● Exercise goal: Return the passage of the Ice Bats article below verbatim, from "TONIGHT, IT'S FIGHTS" up to and including "definition of somewhere.".

● Selected extract:
%%

"Slap Shot" meets "A Season on the Brink" in this twisted tale of minor league hockey in the place with more pro teams than any place in North America: TEXAS!

TONIGHT, IT'S FIGHTS ON ICE; Life on the road with the Austin Ice Bats

BY JASON COHEN

In motion it's quite a sight, this hurtling metal cylinder of red, white, yellow and blue, tricked out with team logos from bow to stern, shuttling its heroic cargo from rink to rink and state to state. Making a getaway from an opposing arena it becomes a moving target, weathering a fusillade of jeers, curses and obscene gestures, anything short of rotten fruit. Sometimes, a spirited group of young women will come into view, happy to greet the bus' occupants with a smile, a wink, a patch of flesh -- and not just midriff. Mostly though, the Bat Bus spends six months and too many days in a row passing through the middle of nowhere, only to arrive in a place that barely meets the definition of somewhere.

All of that, however, is when the bus is moving. Right now, it isn't going anywhere. It's October. It's 4:30 a.m. Nine hours earlier the puck dropped in Lake Charles, Louisiana, marking the first exhibition game of the season, Ice Bats vs. Ice Pirates. Five hours earlier 20 hockey players hit the Players Island Casino dinner buffet, possibly the nicest road meal in minor league history. A few of them scored pre-season bonuses at the blackjack table.

%%

[Collected data entries]
%%

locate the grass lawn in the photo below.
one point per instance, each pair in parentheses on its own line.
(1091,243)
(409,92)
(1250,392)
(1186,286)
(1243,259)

%%

● The solution:
TONIGHT, IT'S FIGHTS ON ICE; Life on the road with the Austin Ice Bats

BY JASON COHEN

In motion it's quite a sight, this hurtling metal cylinder of red, white, yellow and blue, tricked out with team logos from bow to stern, shuttling its heroic cargo from rink to rink and state to state. Making a getaway from an opposing arena it becomes a moving target, weathering a fusillade of jeers, curses and obscene gestures, anything short of rotten fruit. Sometimes, a spirited group of young women will come into view, happy to greet the bus' occupants with a smile, a wink, a patch of flesh -- and not just midriff. Mostly though, the Bat Bus spends six months and too many days in a row passing through the middle of nowhere, only to arrive in a place that barely meets the definition of somewhere.